### [Information given]
>>>>>
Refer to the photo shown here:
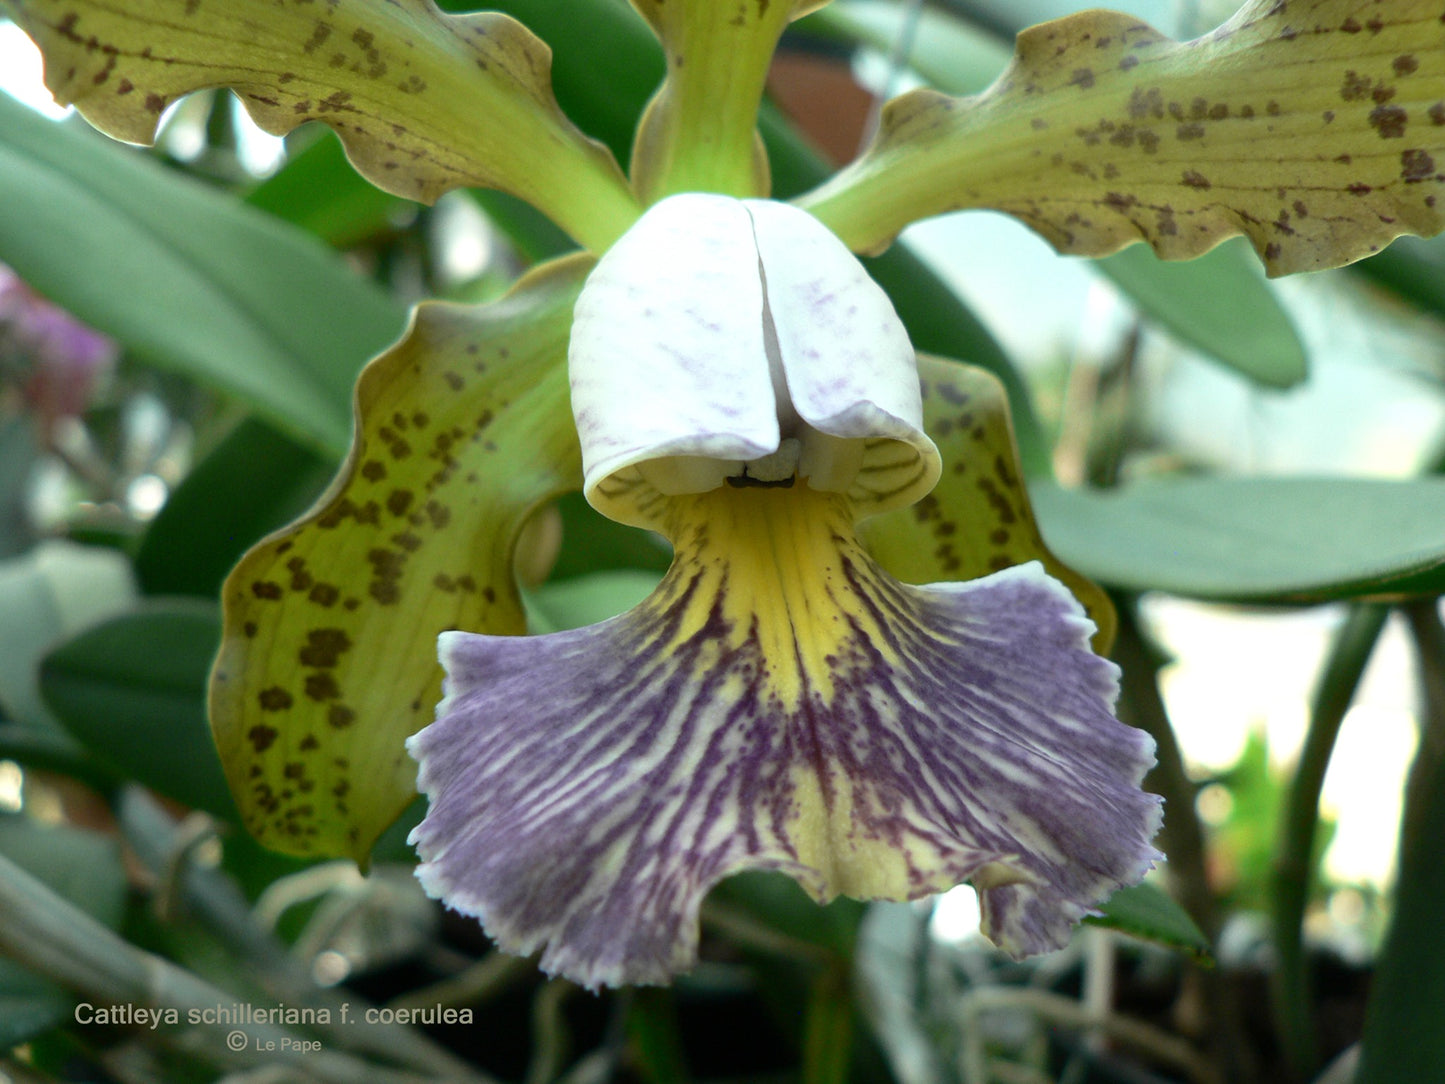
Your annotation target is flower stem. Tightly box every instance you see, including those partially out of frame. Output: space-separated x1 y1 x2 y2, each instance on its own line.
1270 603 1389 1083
<<<<<
>>>>>
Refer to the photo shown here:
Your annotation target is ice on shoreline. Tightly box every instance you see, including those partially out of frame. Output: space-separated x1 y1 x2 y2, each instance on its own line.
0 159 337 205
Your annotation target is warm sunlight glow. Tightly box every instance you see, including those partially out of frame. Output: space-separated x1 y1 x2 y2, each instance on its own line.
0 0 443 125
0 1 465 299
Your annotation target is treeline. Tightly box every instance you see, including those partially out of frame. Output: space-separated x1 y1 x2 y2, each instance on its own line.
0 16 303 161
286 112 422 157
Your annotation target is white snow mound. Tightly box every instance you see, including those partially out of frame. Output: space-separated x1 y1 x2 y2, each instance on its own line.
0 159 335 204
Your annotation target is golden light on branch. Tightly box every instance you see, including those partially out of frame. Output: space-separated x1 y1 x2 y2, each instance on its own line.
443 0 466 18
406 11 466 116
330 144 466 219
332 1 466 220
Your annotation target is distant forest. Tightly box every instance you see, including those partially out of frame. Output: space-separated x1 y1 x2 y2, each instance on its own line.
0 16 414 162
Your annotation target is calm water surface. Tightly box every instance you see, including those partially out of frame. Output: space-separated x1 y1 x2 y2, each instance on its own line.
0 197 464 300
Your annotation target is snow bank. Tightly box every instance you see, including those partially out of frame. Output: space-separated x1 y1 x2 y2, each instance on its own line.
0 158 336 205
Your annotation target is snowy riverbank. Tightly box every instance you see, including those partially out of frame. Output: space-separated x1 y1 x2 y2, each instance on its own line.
<<<<<
### [Exercise]
The entries above hold a line with "Your annotation target is distant" and a later line with "Your annotation target is snowy". Write out exactly those lines and all lines between, nothing more.

### [Answer for the task]
Your annotation target is distant forest. Tightly box every instance you see, including those partially out of frame. Output: space-separated x1 y1 x2 y2, each instance on its own line.
0 16 414 162
Your annotation target is calm water surface. Tightly box every instance you see, including those partially out of frame. Output: space-separated x1 y1 x2 y2, each instance on its own line.
0 197 464 300
Your annotation target is snow bank. Tightly box every instance you see, including those partially out of frame. Output: space-separated x1 y1 x2 y2, each instance on its own line.
0 158 336 205
Your annotation target is snowy riverbank. Tightly box every instance you see, including those partially out of frame. Output: space-separated x1 y1 x2 y2, each instance on its own line.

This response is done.